*TRECHO CITADO:*

Dia 21 de Julho de 2010, oito horas da manhã. Coimbra em versão cinza e fria. Acordo cedo para tratar de assuntos domésticos. É dia de peritagem do meu carro, na sequência de leve acidente na baixa da cidade. Recordo-o. Parei numa passadeira, ao Arnado, aí pelas dez e meia do dia 19. Uma senhora idosa atravessava lentamente a rua. Atrás de mim, um condutor distraído não parou a tempo. Senti a pancada na traseira do carro. A senhora idosa desapareceu, sem curiosidade pelo estrondo ou pelos danos na chapa automóvel. Declaração amigável. Assinaturas resignadas, gestos aborrecidos, rostos tristes. Burocracia, longa espera na seguradora, tempo tão perdido.
Adiante. Sigo agora pela cidade natal, aproveitando o estar acordado desusadamente cedo. Esboço o relatório sobre a licença sabática, à mesa do Café O Moinho. A tese está escrita, falta revê-la, apurá-la, emagrecê-la (se for capaz), confiná-la ao aspecto legalmente imposto. Vou, portanto, andar amarrado a Júlio Dinis ainda por Agosto.
Reflicto gratamente. Fui abençoado com esta possibilidade de, durante um inteiro ano lectivo, ser pago pelo Estado para ler e escrever. Vou lembrar-me com saudades, no futuro, desse calendário maravilhoso de solidão boa, passado no aconchego da minha cozinha ribeirapenense, da minha sala coimbrinha, de bibliotecas municipais-escolares-universitárias. Já me despeço, com dor, do privilégio de andar pelas livrarias e pela internet a comprar livros. De, pela manhã e, sobretudo, pela tarde e noite me ocupar com leituras e escritas.

Dados de um conjunto de rotulagem por pontos
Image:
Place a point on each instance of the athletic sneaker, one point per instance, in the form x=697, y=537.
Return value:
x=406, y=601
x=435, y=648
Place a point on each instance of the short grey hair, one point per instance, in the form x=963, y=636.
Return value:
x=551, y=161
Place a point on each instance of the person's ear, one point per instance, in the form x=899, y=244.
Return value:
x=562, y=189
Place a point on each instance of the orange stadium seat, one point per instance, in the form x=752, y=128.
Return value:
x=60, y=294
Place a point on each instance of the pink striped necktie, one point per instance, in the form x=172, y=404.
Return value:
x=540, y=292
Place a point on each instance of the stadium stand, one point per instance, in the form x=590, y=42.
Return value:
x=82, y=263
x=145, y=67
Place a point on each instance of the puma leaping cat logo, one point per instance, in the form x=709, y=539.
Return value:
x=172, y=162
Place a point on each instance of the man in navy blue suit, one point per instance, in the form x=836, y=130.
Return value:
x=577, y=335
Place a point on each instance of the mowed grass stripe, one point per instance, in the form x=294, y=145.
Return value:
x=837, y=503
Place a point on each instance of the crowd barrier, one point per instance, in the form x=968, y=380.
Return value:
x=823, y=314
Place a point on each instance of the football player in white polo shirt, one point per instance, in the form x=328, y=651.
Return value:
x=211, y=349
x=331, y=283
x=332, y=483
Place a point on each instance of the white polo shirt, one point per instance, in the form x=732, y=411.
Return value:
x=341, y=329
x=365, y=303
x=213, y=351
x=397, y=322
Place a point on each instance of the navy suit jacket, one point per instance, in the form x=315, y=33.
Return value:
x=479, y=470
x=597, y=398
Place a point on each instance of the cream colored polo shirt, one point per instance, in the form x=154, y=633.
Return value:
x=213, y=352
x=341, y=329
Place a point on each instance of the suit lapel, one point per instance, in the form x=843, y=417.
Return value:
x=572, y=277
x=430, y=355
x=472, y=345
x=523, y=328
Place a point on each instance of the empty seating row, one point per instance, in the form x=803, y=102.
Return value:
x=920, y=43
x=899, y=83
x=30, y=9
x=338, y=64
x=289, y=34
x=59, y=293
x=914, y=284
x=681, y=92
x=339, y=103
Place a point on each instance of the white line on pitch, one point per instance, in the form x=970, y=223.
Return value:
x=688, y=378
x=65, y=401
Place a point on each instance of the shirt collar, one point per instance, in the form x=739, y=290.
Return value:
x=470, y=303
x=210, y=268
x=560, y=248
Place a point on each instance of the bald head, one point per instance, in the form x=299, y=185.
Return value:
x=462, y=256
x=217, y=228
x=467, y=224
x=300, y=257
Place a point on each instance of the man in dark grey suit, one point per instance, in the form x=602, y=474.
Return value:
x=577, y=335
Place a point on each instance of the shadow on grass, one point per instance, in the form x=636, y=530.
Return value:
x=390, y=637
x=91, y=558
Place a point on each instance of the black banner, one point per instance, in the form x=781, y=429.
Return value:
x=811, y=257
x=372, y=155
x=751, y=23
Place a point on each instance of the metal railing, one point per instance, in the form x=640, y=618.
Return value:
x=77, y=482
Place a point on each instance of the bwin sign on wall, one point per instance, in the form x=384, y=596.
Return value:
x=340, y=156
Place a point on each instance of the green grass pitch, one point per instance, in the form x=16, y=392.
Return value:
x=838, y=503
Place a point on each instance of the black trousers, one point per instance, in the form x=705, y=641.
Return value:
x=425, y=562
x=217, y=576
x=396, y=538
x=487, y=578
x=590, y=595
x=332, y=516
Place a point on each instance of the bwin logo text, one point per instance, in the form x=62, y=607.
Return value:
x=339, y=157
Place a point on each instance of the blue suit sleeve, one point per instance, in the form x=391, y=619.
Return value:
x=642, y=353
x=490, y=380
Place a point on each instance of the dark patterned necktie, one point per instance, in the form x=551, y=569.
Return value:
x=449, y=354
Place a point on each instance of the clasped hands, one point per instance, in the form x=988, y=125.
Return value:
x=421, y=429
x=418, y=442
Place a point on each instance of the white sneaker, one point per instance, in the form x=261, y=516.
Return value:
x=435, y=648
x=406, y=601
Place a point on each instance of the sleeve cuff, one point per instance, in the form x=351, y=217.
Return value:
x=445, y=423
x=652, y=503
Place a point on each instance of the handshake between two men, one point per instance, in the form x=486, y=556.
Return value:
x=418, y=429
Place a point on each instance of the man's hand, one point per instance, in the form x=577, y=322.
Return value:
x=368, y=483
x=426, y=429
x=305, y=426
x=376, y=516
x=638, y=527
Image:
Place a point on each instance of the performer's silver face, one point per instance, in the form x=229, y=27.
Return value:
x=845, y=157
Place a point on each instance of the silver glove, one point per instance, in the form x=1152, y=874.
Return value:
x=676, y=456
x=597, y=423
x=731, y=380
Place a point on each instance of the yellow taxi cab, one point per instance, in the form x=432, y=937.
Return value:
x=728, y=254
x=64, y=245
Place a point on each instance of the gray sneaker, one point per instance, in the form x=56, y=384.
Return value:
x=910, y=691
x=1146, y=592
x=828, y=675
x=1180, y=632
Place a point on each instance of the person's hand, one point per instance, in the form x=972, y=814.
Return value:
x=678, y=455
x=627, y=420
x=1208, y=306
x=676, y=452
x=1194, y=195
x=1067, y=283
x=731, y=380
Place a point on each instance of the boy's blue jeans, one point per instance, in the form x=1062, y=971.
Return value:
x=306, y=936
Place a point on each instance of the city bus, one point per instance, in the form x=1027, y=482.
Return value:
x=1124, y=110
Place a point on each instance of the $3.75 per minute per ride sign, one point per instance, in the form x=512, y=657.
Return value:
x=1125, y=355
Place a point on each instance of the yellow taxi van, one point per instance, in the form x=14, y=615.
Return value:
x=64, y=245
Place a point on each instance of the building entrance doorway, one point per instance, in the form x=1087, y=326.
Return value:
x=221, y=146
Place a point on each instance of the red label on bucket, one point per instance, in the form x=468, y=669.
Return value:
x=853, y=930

*TAREFA PROPOSTA:*
Resuma o trecho citado em duas frases.

*SOLUÇÃO:*
Na manhã de 21 de julho de 2010, em Coimbra, quem narra acorda cedo para a peritagem do carro, atingido na traseira dois dias antes por um condutor distraído enquanto estava parado numa passadeira. Depois, num café, esboça o relatório sobre a licença sabática, com a tese já escrita mas ainda por rever, e reflete com gratidão sobre o ano letivo em que o Estado lhe pagou para ler e escrever.